# Directions
Copy everything from the line containing "Each instance of" down to the line containing "Target: picture frame on desk", changing "desk" to "shelf" and leaving the rest untouched.

# Dataset items
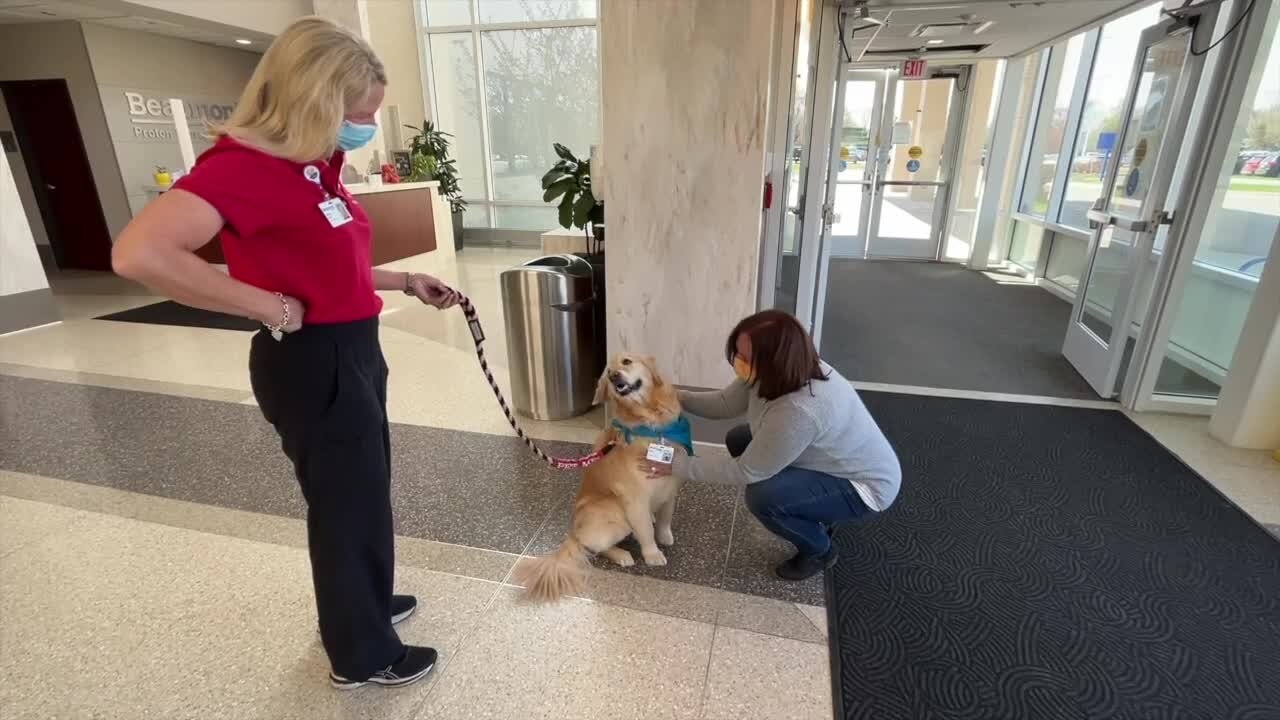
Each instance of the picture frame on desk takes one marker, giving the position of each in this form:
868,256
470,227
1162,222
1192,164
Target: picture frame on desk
...
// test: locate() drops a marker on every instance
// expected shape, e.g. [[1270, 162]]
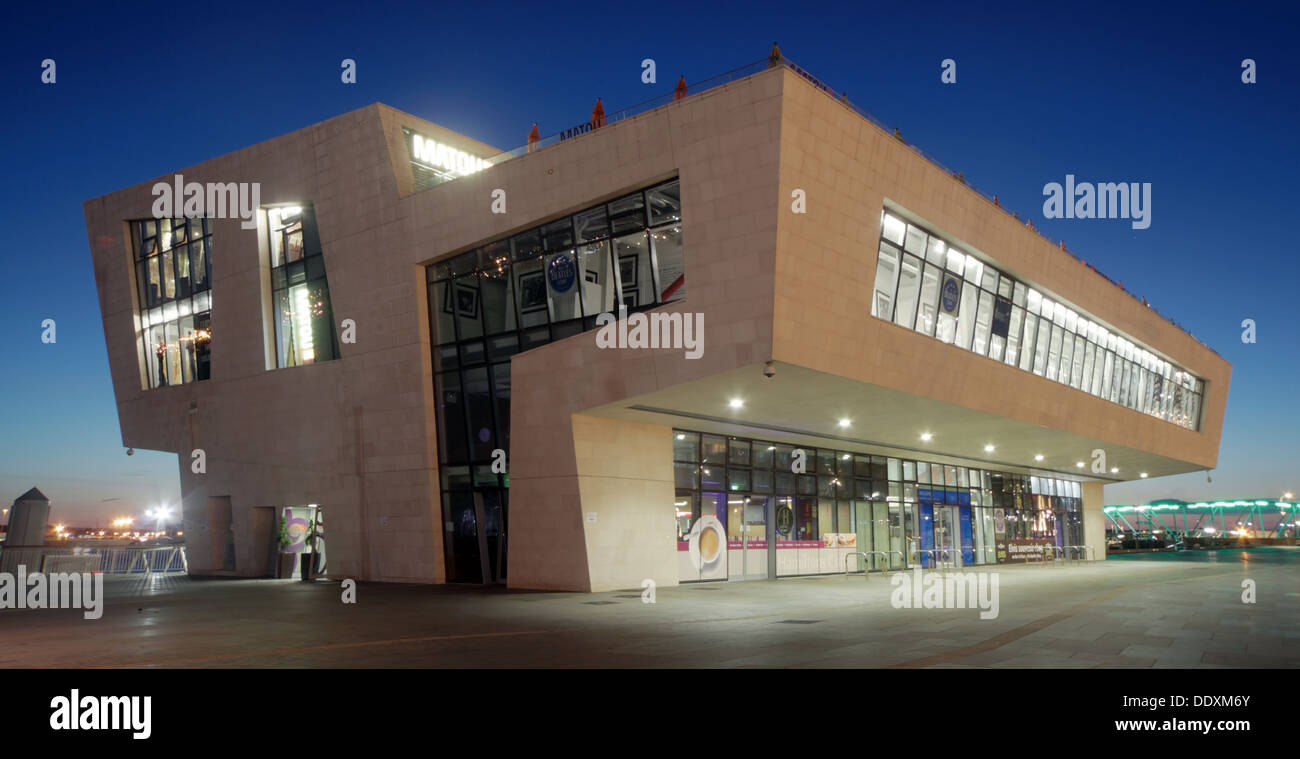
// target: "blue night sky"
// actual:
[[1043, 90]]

# Solution for this task
Each instance of the picture frame on shelf takes one marker, giving the position of each in this form:
868,256
470,227
1162,222
1192,164
Target: picture frame on shelf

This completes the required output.